What is being asked:
Make an exact copy of the lines below.

-- Begin Dataset excerpts --

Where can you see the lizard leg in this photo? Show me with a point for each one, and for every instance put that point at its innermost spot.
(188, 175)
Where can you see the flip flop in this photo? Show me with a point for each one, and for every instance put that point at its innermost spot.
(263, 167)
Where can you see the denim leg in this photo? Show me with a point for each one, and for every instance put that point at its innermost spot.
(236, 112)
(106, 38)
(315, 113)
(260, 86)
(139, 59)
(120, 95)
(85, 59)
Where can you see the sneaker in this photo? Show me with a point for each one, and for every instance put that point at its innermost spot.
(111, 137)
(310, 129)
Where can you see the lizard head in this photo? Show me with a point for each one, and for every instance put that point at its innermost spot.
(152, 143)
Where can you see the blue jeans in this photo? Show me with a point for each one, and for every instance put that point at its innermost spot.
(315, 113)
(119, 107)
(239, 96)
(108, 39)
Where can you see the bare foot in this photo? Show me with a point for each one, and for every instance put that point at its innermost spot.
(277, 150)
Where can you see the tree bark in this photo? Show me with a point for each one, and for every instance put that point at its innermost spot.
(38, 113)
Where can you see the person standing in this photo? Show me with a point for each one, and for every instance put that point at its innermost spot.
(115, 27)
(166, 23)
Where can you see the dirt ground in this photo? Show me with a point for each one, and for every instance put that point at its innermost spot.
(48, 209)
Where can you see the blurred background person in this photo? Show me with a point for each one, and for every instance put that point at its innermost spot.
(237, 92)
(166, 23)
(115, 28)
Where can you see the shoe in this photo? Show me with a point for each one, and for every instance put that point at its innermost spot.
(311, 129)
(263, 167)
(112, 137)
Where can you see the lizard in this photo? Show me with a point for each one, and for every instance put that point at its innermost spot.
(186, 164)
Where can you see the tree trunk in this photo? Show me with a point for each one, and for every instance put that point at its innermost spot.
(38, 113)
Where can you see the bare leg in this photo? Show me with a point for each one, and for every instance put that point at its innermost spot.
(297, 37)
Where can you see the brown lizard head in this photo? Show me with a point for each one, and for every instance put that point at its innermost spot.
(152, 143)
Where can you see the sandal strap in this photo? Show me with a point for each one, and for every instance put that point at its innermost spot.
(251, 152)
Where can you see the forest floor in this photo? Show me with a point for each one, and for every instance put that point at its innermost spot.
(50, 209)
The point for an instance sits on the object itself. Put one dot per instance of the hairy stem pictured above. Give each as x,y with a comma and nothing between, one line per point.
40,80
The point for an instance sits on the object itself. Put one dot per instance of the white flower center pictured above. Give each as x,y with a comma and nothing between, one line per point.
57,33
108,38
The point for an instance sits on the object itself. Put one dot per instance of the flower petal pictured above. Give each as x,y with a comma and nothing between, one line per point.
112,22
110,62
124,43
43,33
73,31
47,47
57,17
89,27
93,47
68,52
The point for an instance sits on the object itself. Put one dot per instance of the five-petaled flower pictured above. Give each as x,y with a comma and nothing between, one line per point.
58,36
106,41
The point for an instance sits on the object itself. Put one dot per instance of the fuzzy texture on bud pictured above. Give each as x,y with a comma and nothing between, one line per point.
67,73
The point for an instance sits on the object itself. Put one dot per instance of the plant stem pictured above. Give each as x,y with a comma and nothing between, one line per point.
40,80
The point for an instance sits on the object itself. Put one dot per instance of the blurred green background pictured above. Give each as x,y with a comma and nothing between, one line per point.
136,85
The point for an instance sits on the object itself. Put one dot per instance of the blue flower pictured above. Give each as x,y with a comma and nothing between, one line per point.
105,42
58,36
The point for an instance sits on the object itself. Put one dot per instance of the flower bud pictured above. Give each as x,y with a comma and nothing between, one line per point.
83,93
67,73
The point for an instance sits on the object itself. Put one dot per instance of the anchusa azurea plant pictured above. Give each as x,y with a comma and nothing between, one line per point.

-- End Dataset excerpts --

Correct response:
Where can you see the lizard leg in this photo? Show me with a point for each one, and for every instance put that point at its innermost spot.
(188, 175)
Where can you see the flip flop in this photo? Show me with a point for each one, and for every instance put that point at its innermost spot.
(263, 167)
Where can you see the denim leg in this photo? Show me with a point for each one, and for every instance put that point at its innermost spot.
(236, 112)
(106, 38)
(315, 113)
(260, 86)
(139, 59)
(120, 95)
(85, 59)
Where can you see the sneaker in this photo? Show me with a point for each one, and for every instance put that point at its innermost spot.
(111, 137)
(310, 129)
Where can you see the lizard head in this photo? Show me with a point for each one, and for every instance put that point at its innermost spot.
(152, 143)
Where can you see the blue jeans in this photo? Show me with a point for each one, and for every instance put that point at its innermost spot.
(315, 113)
(119, 107)
(239, 96)
(108, 39)
Where can you see the bare foot in this photo? Show me with a point for each one, and for every instance put that point at its innermost spot.
(277, 150)
Where can you see the tree bark in this photo? Show me with a point for each one, and for every instance put that point at its innermost spot.
(38, 113)
Where can you see the person standing in this photo? Show me with a point for each one, and for every instance put that point at its innermost spot.
(115, 27)
(166, 23)
Where can you see the dirt ground in this photo? Show me with a point for each one, and for every instance put that point at its innermost spot.
(48, 209)
Where can you see the blurred background person in this photo? Show me with a point for each one, and for every instance put that point at its innermost spot.
(237, 92)
(166, 23)
(115, 28)
Where can you see the shoe in this photo? Show me with a point for each one, and for every instance put that point at its innermost spot.
(311, 129)
(263, 167)
(112, 137)
Where can you see the lizard in this photo? Show me with a point for each one, and for every instance put that point at its innermost spot.
(186, 164)
Where can you see the tree trunk in this photo? Show me with a point for each one, and for every instance put that point at its innermost spot.
(38, 113)
Where can you see the bare leg in this photo? Show me with a point for each one, and for every instance put that point at its innermost spot.
(297, 37)
Where can you see the brown lizard head in this photo? Show me with a point for each one, and for every instance put that point at its innermost spot.
(152, 143)
Where can you see the sandal strap in this photo? Show me with a point for each one, and for every instance put that point at its innermost spot.
(251, 152)
Where can you see the forest floor in this photo? Show me with a point for each one, and for every instance put that point at its innermost spot.
(50, 209)
The point for an instance sits on the object itself. Put one dot per instance of the hairy stem pictured above. Give each as x,y with a comma and nothing between, one line per point.
40,80
The point for an instance sits on the object itself. Put one dot per instance of the white flower center pictured above. Give each as x,y with a comma and nothing between, one line per point.
57,33
108,38
The point for an instance sits on the object itself. Put one dot per instance of the flower petal pictured above. Give each as x,y with a comma and nothing between, one line per point.
112,22
110,62
124,43
43,33
73,31
47,47
57,17
89,27
93,47
68,52
The point for an instance sits on the object itself. Put one dot per instance of the five-petaled flower pictured above. Give each as x,y with a comma and nothing between, one line per point.
58,36
106,41
The point for an instance sits on the object itself. Put one dot per instance of the fuzzy texture on bud pictured above. Give each as x,y with a comma and nothing between, one line per point.
67,73
The point for an instance sits on the object itself. Put one dot per instance of the plant stem pictured above. Give each as x,y with a comma and nothing between, one line per point.
40,80
The point for an instance sits on the object itself. Put one dot per instance of the blurred green background pictured above. Give each as x,y with a comma and nothing between, one line per point.
136,85
The point for an instance sits on the object itself. Put one dot per instance of the blue flower pictured above. Give each as x,y with a comma and nothing between, one line per point.
105,42
58,36
The point for an instance sits on the object itself. Put one dot per instance of the flower bud pictured above. Give each as x,y with a comma and nothing between, one line per point.
83,93
67,73
The point for an instance sits on the object itself. Put one dot per instance of the anchusa azurea plant pictured above. Give each as x,y with a comma and nothing between, one line per point.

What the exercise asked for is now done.